### [WORK TO BE COMPLETED]
Among the lines of the records, find all that carry the word "wall" and copy them.

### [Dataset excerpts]
=== Section Start ===

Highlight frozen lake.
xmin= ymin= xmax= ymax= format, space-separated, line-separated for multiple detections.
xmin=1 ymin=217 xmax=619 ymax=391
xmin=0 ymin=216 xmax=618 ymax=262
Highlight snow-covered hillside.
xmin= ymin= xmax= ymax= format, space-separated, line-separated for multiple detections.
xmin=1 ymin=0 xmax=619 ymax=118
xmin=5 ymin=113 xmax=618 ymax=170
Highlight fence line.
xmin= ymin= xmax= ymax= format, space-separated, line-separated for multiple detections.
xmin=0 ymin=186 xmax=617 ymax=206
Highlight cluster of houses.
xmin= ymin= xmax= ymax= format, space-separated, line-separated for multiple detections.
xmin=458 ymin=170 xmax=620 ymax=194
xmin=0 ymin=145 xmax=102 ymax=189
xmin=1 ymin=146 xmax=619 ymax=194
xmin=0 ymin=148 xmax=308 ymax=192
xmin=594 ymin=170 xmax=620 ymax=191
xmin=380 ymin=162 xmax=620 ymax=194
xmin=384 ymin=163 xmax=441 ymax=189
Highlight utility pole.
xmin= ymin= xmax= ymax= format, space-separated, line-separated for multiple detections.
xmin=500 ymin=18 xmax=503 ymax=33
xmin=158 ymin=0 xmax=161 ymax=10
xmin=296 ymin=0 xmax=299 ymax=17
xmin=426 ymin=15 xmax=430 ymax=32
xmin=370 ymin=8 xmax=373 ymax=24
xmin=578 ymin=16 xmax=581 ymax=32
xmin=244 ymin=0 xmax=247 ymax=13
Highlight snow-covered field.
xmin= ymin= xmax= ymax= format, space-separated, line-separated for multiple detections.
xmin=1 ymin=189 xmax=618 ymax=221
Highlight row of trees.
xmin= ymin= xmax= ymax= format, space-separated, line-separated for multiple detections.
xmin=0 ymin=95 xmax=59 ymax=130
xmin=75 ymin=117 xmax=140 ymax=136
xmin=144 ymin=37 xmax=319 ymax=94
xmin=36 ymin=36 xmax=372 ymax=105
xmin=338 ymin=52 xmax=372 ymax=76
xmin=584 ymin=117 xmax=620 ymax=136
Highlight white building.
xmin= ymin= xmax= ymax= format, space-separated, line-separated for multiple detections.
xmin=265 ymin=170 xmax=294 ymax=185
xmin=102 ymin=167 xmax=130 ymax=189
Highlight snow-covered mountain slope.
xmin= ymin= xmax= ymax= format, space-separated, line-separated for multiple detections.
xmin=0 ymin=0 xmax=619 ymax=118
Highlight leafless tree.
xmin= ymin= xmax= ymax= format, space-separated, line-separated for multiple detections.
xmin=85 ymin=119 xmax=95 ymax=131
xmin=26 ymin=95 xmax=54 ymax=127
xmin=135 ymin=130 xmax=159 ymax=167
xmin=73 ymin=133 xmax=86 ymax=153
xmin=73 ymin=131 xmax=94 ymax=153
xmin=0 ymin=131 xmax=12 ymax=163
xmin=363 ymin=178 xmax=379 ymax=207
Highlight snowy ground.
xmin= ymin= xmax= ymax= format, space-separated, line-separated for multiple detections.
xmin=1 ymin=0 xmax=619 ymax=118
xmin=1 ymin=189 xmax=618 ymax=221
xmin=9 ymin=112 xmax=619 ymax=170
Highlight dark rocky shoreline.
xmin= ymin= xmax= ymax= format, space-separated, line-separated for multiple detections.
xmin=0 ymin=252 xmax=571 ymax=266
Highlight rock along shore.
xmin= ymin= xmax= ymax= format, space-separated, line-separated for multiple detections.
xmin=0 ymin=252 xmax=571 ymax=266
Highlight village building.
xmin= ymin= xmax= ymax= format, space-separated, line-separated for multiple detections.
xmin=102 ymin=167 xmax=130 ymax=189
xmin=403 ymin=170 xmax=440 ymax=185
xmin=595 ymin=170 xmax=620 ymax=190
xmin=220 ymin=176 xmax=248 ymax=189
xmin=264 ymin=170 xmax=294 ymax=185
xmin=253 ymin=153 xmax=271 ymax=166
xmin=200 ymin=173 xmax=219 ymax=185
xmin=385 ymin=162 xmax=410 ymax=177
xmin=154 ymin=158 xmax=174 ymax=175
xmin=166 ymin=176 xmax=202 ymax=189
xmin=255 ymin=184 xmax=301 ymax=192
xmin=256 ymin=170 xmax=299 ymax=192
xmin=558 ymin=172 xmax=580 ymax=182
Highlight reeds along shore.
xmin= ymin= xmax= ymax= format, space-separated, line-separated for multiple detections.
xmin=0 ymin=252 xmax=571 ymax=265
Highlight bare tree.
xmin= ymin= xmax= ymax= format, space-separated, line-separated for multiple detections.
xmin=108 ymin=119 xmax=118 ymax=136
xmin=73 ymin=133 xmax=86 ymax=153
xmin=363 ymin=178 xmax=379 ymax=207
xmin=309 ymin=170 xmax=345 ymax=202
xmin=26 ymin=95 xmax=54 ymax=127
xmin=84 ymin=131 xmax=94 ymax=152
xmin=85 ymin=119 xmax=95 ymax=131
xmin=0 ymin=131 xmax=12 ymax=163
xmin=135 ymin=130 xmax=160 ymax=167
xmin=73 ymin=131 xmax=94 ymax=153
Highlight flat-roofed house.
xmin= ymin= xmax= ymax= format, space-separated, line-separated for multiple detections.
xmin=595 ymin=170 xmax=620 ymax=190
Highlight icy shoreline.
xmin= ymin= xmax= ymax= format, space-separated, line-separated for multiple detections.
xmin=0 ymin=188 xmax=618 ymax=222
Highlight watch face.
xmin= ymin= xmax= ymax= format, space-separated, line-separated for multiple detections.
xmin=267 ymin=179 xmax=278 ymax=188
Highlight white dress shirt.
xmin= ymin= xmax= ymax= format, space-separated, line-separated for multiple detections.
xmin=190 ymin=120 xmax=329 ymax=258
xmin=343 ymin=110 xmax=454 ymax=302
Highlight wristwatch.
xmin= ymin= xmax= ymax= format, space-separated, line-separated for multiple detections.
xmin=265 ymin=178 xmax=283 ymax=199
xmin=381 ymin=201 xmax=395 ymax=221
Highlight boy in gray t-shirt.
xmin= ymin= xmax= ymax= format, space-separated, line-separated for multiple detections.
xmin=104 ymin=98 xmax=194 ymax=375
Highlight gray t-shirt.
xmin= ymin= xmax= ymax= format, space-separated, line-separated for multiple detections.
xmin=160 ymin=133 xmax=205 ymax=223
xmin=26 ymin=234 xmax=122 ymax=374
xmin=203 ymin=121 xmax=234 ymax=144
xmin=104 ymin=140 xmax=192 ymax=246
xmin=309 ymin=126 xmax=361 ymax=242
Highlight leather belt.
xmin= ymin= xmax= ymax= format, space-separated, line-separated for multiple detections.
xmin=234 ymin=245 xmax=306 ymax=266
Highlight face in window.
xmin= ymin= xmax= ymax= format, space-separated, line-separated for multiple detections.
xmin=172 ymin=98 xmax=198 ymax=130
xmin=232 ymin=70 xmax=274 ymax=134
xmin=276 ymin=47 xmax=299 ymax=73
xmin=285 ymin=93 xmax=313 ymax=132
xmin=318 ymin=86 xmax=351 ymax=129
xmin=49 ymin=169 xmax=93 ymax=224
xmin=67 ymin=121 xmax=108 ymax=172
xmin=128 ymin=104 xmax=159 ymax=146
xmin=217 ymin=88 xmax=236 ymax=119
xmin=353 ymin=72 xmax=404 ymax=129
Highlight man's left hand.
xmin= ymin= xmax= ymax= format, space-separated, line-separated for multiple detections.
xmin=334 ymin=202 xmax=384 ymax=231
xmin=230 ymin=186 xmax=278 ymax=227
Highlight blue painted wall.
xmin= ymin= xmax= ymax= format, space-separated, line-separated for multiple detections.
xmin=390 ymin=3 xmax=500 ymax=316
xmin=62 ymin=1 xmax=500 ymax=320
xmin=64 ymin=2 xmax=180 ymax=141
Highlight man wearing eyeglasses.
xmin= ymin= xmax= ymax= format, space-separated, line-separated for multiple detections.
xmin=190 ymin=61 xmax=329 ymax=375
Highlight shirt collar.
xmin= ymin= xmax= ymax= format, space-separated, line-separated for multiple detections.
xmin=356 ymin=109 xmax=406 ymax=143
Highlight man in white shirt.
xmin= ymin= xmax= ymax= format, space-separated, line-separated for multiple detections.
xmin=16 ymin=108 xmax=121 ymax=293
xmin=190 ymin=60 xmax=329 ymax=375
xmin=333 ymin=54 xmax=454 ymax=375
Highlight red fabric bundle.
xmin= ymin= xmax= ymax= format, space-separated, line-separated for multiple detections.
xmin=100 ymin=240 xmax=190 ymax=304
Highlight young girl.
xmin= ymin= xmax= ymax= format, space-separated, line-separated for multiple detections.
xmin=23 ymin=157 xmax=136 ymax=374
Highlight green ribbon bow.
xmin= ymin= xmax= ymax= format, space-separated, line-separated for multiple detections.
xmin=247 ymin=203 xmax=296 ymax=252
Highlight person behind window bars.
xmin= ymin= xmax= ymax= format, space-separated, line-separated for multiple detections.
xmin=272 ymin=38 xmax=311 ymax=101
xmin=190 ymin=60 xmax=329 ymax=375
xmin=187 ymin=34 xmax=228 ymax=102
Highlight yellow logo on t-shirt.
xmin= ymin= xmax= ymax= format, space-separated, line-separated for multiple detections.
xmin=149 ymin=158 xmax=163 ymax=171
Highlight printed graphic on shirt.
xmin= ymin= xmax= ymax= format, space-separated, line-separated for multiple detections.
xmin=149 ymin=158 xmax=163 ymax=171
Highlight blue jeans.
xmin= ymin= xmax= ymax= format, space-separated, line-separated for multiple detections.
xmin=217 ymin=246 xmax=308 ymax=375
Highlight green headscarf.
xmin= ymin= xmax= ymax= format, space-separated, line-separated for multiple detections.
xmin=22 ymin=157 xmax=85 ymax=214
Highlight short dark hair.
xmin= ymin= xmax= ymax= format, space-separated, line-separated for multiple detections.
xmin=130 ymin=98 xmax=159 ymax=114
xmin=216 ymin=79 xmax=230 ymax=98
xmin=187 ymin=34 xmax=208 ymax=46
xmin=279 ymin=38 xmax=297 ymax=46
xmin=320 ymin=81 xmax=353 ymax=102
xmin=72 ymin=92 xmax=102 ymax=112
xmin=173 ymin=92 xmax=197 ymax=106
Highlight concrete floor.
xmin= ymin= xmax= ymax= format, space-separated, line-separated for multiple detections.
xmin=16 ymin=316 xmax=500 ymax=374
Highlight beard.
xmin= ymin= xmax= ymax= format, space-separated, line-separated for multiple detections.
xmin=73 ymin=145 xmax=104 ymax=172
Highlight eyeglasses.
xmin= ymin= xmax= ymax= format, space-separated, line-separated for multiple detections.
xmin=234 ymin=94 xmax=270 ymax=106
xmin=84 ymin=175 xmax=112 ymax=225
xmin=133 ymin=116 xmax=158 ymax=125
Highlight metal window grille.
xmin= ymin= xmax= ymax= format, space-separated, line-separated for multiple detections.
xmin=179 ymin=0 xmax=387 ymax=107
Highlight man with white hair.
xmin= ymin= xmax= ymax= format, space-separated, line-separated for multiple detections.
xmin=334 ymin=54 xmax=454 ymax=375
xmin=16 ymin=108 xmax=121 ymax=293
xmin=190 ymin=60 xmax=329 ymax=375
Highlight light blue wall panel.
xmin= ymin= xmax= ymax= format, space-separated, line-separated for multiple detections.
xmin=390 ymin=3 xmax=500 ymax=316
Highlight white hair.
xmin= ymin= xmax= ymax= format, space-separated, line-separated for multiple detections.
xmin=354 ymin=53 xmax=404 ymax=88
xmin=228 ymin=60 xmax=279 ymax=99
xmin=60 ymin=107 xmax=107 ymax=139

=== Section End ===

### [ANSWER BOX]
Highlight blue painted wall.
Highlight light blue wall panel.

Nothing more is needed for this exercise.